*What you need to do*
Reproduce the data below exactly as it appears, leaving out the pictures.
— begin —
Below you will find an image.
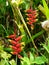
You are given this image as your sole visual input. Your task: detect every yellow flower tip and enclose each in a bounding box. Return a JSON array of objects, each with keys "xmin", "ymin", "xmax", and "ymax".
[
  {"xmin": 6, "ymin": 36, "xmax": 9, "ymax": 38},
  {"xmin": 11, "ymin": 0, "xmax": 16, "ymax": 3},
  {"xmin": 36, "ymin": 14, "xmax": 38, "ymax": 17},
  {"xmin": 36, "ymin": 19, "xmax": 38, "ymax": 21},
  {"xmin": 10, "ymin": 52, "xmax": 13, "ymax": 54},
  {"xmin": 8, "ymin": 39, "xmax": 11, "ymax": 42},
  {"xmin": 21, "ymin": 35, "xmax": 25, "ymax": 38},
  {"xmin": 21, "ymin": 42, "xmax": 25, "ymax": 46},
  {"xmin": 21, "ymin": 47, "xmax": 24, "ymax": 50},
  {"xmin": 27, "ymin": 18, "xmax": 29, "ymax": 20},
  {"xmin": 9, "ymin": 45, "xmax": 12, "ymax": 48}
]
— end —
*Correct response*
Below you will find an image.
You are given this image as your sole visual input. Your task: detect every yellow flower tip and enclose each in a bounding box. Return a JSON array of objects, each with keys "xmin", "ymin", "xmax", and "ymax".
[
  {"xmin": 6, "ymin": 36, "xmax": 9, "ymax": 38},
  {"xmin": 11, "ymin": 0, "xmax": 16, "ymax": 3},
  {"xmin": 36, "ymin": 14, "xmax": 38, "ymax": 17},
  {"xmin": 36, "ymin": 19, "xmax": 38, "ymax": 21},
  {"xmin": 10, "ymin": 52, "xmax": 13, "ymax": 54},
  {"xmin": 8, "ymin": 39, "xmax": 11, "ymax": 42},
  {"xmin": 21, "ymin": 35, "xmax": 25, "ymax": 38},
  {"xmin": 21, "ymin": 42, "xmax": 25, "ymax": 46},
  {"xmin": 21, "ymin": 47, "xmax": 24, "ymax": 50},
  {"xmin": 27, "ymin": 18, "xmax": 29, "ymax": 20},
  {"xmin": 9, "ymin": 45, "xmax": 12, "ymax": 48}
]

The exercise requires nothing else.